▸ Task objective
With no addition or omission, return the entries below.

▸ Records to process
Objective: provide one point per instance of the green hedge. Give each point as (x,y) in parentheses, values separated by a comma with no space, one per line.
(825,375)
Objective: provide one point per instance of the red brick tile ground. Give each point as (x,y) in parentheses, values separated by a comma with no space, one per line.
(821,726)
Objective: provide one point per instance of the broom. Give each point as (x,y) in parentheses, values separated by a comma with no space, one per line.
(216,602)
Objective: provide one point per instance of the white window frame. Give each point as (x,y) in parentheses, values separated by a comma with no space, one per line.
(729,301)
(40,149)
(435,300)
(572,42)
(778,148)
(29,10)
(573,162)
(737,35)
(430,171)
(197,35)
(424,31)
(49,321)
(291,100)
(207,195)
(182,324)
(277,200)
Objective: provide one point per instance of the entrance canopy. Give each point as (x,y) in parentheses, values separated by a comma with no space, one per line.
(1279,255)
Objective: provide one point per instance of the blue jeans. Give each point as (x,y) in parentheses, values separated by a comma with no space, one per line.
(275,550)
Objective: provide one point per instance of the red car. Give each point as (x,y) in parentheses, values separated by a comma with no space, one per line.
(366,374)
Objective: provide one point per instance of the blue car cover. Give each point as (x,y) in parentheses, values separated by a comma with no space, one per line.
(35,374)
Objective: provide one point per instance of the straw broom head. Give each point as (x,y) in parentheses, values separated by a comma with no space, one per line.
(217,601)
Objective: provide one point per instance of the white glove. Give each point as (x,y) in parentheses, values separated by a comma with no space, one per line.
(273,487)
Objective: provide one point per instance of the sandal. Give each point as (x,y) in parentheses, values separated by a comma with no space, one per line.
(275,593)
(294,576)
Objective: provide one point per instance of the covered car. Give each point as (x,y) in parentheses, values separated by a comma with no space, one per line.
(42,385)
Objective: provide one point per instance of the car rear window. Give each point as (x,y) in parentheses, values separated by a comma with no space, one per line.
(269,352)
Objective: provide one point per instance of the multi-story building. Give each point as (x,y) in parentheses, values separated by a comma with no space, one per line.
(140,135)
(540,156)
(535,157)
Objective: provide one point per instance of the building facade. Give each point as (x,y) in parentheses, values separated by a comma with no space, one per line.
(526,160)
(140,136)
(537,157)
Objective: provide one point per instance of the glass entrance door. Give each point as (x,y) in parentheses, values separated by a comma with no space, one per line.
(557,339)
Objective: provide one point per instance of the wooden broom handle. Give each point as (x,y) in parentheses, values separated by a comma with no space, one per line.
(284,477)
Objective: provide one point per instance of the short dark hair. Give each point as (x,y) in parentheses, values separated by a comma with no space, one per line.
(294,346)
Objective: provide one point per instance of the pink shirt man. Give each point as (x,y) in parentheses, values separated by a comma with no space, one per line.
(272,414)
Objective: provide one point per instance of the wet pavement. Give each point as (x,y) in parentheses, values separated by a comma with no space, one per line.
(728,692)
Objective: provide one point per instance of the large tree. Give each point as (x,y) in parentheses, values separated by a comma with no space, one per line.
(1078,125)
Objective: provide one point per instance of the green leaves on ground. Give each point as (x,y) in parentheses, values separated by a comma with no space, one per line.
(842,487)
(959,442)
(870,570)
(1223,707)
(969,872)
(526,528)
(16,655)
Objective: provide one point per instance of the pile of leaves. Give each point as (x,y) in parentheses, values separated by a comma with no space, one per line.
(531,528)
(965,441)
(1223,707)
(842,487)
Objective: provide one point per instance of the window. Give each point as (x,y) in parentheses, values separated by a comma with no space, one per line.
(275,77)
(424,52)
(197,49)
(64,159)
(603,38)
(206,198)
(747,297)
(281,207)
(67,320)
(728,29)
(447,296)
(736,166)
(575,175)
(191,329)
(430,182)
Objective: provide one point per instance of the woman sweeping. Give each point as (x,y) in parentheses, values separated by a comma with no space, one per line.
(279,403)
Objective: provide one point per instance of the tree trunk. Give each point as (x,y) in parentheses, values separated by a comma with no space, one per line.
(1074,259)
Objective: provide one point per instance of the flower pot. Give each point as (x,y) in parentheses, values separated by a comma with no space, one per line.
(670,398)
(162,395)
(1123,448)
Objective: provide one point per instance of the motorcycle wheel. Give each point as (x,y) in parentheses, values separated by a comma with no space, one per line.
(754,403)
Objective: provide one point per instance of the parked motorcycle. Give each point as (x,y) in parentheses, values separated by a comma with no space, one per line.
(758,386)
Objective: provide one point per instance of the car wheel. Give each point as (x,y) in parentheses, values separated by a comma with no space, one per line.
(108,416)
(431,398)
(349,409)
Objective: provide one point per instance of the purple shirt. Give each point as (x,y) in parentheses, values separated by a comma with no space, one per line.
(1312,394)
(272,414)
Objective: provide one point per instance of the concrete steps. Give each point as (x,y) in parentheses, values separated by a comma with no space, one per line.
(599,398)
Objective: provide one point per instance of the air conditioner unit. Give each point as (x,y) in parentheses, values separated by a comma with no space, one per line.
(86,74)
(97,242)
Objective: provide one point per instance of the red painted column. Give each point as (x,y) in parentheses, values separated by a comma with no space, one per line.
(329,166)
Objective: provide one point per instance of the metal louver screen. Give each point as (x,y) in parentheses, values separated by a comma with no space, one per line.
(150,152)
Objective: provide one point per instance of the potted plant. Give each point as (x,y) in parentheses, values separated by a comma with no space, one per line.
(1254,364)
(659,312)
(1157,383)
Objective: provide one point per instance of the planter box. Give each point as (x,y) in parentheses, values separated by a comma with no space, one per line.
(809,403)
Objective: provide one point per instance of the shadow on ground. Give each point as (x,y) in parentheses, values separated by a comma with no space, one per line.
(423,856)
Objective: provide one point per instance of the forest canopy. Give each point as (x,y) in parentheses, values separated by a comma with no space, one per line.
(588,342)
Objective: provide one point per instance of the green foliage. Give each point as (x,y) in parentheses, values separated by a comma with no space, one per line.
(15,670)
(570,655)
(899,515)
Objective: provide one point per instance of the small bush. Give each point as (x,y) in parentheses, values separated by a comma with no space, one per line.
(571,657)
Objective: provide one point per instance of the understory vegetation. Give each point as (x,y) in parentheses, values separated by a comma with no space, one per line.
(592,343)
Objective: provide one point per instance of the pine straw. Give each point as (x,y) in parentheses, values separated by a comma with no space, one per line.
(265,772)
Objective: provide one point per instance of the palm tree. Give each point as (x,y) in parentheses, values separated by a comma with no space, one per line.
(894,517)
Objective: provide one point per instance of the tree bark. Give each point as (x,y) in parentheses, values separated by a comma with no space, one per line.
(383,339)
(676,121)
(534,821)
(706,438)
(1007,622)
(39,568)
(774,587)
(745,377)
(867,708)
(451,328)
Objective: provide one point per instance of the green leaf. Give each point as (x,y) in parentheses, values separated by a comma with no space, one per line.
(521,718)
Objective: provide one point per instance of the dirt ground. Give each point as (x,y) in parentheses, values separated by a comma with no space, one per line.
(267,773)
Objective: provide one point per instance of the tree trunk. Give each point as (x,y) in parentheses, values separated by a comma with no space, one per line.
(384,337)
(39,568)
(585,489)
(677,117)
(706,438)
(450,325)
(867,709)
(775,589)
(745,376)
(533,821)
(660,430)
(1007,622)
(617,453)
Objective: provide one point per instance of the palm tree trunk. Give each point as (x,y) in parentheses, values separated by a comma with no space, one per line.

▸ Solution for this problem
Objective: provide one point per instance of the green hedge. Give each point as (x,y) in parentheses, values separated by a comma with no space, one per line.
(825,375)
Objective: provide one point per instance of the red brick tile ground. Give each point as (x,y) in parentheses, values separated by a comma with no space, one per line.
(821,726)
Objective: provide one point per instance of the broom. Give each point as (x,y) in parentheses, values separated by a comma with no space, one per line.
(216,602)
Objective: provide one point per instance of the white window frame. Give each point as (x,y) in parentheses, values separated by a comma with no space, one per line.
(729,301)
(40,149)
(435,300)
(572,42)
(778,148)
(29,10)
(573,162)
(737,35)
(430,171)
(197,35)
(424,31)
(49,321)
(291,100)
(207,195)
(182,324)
(277,200)
Objective: provide one point per instance of the entrance canopy. Give each point as (x,y) in parentheses, values separated by a comma with no space, one per line.
(1279,255)
Objective: provide one point per instance of the blue jeans. Give each point as (x,y) in parentheses, values separated by a comma with no space, one per line.
(275,550)
Objective: provide one point per instance of the red car. Give each point as (x,y) in parentheses, values separated by a comma with no space, one per line.
(366,374)
Objective: provide one point per instance of the blue car cover. Give each point as (x,y) in parentheses, values separated by a comma with no space, one per line.
(35,374)
Objective: provide one point per instance of the straw broom head. Give each point as (x,y) in parentheses, values separated by a comma with no space, one per line.
(217,601)
Objective: provide one point per instance of the white glove. Give each point as (x,y) in parentheses, values separated by a comma with no space, one per line.
(273,487)
Objective: provide one point per instance of the sandal. Give each point as (x,y) in parentheses, values separated by a comma with no space, one per line.
(275,593)
(294,576)
Objective: provide one point per instance of the covered car. Give each point as (x,y) in parentheses, values separated by a comma with no space, one per line.
(42,385)
Objective: provide one point per instance of the car rear window. Give each point as (x,y) in parentheses, values separated by a comma with no space, one per line.
(269,352)
Objective: provide one point per instance of the multi-story building. Give each point as (x,y) in parentheses, values separated by a comma with no space, one per line.
(140,135)
(540,156)
(535,157)
Objective: provide one point per instance of the building facade. Give each point as (x,y) in parentheses, values separated by a comma with no space, one per line.
(526,160)
(140,136)
(537,157)
Objective: provide one point per instance of the glass entrance door. Give each point as (x,y) in parentheses, values separated by a comma with no space, one per line.
(557,339)
Objective: provide one point per instance of the wooden broom handle. Give each point as (x,y) in parentheses, values separated by a comma with no space, one per line.
(284,477)
Objective: provide one point per instance of the short dark hair. Give each point as (x,y) in parentheses, values separated by a comma with no space, one per line.
(294,346)
Objective: provide one point per instance of the pink shirt man. Give each point as (x,y) in parentheses, values separated by a comma with no space, one per line.
(272,414)
Objective: provide one point per instance of the wet pavement. Give each point as (x,y) in parentheses, values separated by a comma with no space, one per line.
(728,692)
Objective: provide one point per instance of the large tree. Give each point as (x,y) in parentheses, values separated by a comma with no space, one per line.
(1078,125)
Objective: provide one point per instance of the green leaves on ground. Give each point as (x,y) in parentheses, values separated by a comma with no space, one per line.
(842,487)
(959,442)
(870,570)
(1223,707)
(969,872)
(526,528)
(16,655)
Objective: provide one point per instance of the pile of leaves. Give each point as (x,y) in parentheses, values separated by a comma with no space, one per line.
(531,528)
(965,441)
(1223,707)
(842,487)
Objective: provide one point per instance of the window. Give each point as (x,y) in parentheses, values separated by a comma with no space, one per line.
(275,77)
(424,52)
(197,49)
(64,159)
(603,38)
(206,198)
(747,297)
(281,207)
(67,320)
(728,29)
(447,296)
(736,166)
(575,175)
(191,329)
(430,182)
Objective: provide one point per instance of the woman sweeping. Give each point as (x,y) in parentheses, values separated by a comma with no space, one per line.
(279,403)
Objective: provide one point per instance of the tree trunk. Give each point as (x,y) in parentheses, values separated by a comma with no space, one per line.
(1074,259)
Objective: provide one point per instance of the flower pot. Give each point as (x,y) in parentheses, values separated by a comma with no space, one per line.
(670,398)
(162,395)
(1123,448)
Objective: provide one point per instance of the motorcycle wheel. Give each point as (x,y) in parentheses, values separated by a comma with no space, one per line.
(754,403)
Objective: provide one point per instance of the parked motorcycle. Give each point as (x,y) in parentheses, values separated by a comma with no space, one per line.
(758,386)
Objective: provide one point per instance of the car wheel. Give each point as (x,y) in parentheses, values separated by a comma with no space, one per line.
(108,416)
(431,398)
(349,409)
Objective: provide one point per instance of the purple shirt. Give each point as (x,y) in parentheses, values separated by a comma with no space, one per line.
(1312,394)
(272,414)
Objective: provide one point per instance of the concrete steps. Give each point as (x,y) in parentheses, values separated by a comma with no space, one per line.
(599,398)
Objective: provide one point per instance of the air conditioner unit. Give each point as (x,y) in parentheses, values separated by a comma with no space, one per line.
(86,74)
(97,242)
Objective: provide one point per instance of the red painted column. Give each point as (x,y) in parentheses, values separated by a comma with no space, one per line.
(329,166)
Objective: provide one point per instance of the metal louver screen. Give each point as (x,y) in parentheses, values separated by a comma with no space, one per line.
(150,152)
Objective: provide one point per instance of the potted plant. Give each point as (x,y) in parentheses, values separated by a comma with no space, one per line.
(1254,364)
(659,312)
(1157,383)
Objective: provide one point per instance of the planter box. Give each point as (x,y) in parentheses, values separated by a comma with no space, one per line.
(809,403)
Objective: provide one point per instance of the shadow on ground. Give each point as (x,y) in parentheses, values separated by a comma with no space, one per line.
(423,856)
Objective: provide one point per instance of the forest canopy. Give each point as (x,y) in parentheses, values separated by a comma with no space, one per line.
(588,342)
Objective: provide one point per instance of the green foliage. Give each point as (x,y) in parentheses, values separated by a comma with no space, one per line.
(15,670)
(570,655)
(899,515)
Objective: provide one point per instance of the small bush. Give each point as (x,y) in parentheses, values separated by a comma with no space, one per line.
(571,657)
Objective: provide one point per instance of the understory vegetation. Give each point as (x,y) in parentheses, values separated by a comma with no space, one per line.
(592,343)
Objective: provide one point per instance of the pine straw. Give each point as (x,y) in parentheses, values separated by a comma with no space, one per line.
(265,772)
Objective: provide one point per instance of the palm tree. Give each point as (x,y) in parentheses, values separated by a comma with no space, one per line.
(894,517)
Objective: provide one point per instance of the tree bark. Give each point as (x,y) in parentheses, values separated by a comma with no space, one per line.
(383,339)
(676,121)
(534,821)
(706,438)
(1007,622)
(39,568)
(774,587)
(745,377)
(867,708)
(451,328)
Objective: provide one point per instance of the green leaf. Give each point as (x,y) in parentheses, values separated by a comma with no space, one per line.
(521,718)
Objective: provide one point per instance of the dirt ground. Give each point as (x,y) in parentheses, values separated by a comma with no space, one per line.
(267,773)
Objective: provide one point per instance of the tree trunk. Give each point as (x,y) in parentheses, values separated by a comma with no space, one per line.
(384,337)
(39,568)
(585,489)
(677,117)
(706,438)
(450,325)
(867,709)
(775,589)
(745,376)
(533,821)
(660,430)
(1007,622)
(617,453)
Objective: provide one point per instance of the palm tree trunk. Give each point as (x,y) in parentheses, values separated by a comma with no space, one per line.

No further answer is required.